What you should do »
Rewrite the rows below, switching each "wooden" to "oak" and leaving everything else unchanged.

Exercise input »
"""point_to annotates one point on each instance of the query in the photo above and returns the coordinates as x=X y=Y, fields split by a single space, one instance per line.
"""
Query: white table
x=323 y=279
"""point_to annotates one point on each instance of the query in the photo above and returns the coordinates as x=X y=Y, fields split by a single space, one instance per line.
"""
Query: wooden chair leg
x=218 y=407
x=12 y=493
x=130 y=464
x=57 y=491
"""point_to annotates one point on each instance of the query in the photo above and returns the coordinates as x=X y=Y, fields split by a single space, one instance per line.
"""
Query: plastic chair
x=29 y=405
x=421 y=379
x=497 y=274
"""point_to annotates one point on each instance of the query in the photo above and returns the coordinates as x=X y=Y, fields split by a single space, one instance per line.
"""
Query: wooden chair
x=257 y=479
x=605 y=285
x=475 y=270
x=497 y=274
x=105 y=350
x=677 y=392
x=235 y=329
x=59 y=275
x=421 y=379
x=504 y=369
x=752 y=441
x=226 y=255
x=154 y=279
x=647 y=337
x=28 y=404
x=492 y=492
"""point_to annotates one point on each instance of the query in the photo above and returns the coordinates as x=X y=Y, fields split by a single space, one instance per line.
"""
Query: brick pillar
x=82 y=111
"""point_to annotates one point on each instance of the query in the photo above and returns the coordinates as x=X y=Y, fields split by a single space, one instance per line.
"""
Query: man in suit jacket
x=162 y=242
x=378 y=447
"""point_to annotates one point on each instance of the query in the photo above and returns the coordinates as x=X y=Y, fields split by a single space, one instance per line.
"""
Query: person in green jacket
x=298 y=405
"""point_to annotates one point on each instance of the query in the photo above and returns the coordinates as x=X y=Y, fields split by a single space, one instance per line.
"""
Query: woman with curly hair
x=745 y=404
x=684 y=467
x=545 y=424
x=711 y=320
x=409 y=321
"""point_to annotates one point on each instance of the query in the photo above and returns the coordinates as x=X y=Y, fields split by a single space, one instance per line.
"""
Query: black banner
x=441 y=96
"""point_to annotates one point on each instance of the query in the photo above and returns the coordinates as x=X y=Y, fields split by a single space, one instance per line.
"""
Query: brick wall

Complete answer »
"""point_to annotates one point on each instance of the query in the photo above and returns the coordinates as x=X y=Y, fields split by a single space, one instance per line.
"""
Query: white table
x=323 y=279
"""point_to annotates one point on each instance of the query in the photo above and returns the coordinates as x=X y=Y, fields split by a single space, one instance per line.
"""
Query: oak chair leg
x=218 y=407
x=12 y=493
x=130 y=464
x=57 y=491
"""point_to annotates one point on each instance of the query in the photo above and returns the coordinates as x=X y=Y, fields split by a single space, one instance per line.
"""
Query: plastic chair
x=29 y=405
x=421 y=379
x=497 y=274
"""point_to annotates one point on each instance of the query in the photo above and returns the coordinates as x=X y=Y, fields split by a single space, one instance per line.
"""
Query: oak chair
x=257 y=479
x=605 y=285
x=475 y=270
x=497 y=274
x=105 y=350
x=677 y=392
x=235 y=329
x=59 y=275
x=421 y=379
x=504 y=369
x=752 y=441
x=226 y=255
x=154 y=279
x=647 y=337
x=28 y=404
x=492 y=492
"""point_to annotates one point on each instance of the query in the photo above and returns the coordinates as x=X y=Y, fields split by a single space, one instance per line.
"""
Query: brick pillar
x=82 y=111
"""point_to annotates one point on each instance of the query in the photo above and returns the coordinates as x=X y=Y, fields split by a single space, one instance per line.
"""
Query: man in suit jacket
x=162 y=242
x=378 y=447
"""point_to annotates one point on each instance of the query in the photo above and returns the coordinates as x=X y=Y, fields split by a single space, one instance per line.
"""
Query: person in green jacket
x=298 y=405
"""point_to annotates one point on each instance of the query in the photo above and returns the coordinates as x=X y=Y, fields split by a single space, one instance per line.
"""
Query: woman with curly hair
x=745 y=404
x=684 y=467
x=545 y=424
x=711 y=320
x=409 y=321
"""point_to annotates one point on each instance of the query in the photo above and returns the coordinates as x=X y=Y, fields split by a single space, one instance per line.
"""
Query: black banner
x=441 y=96
"""point_to annotates one point on each instance of the query in the photo above and returns the coordinates as x=X y=Y, fields split by a single space, one instance per line.
"""
Query: brick wall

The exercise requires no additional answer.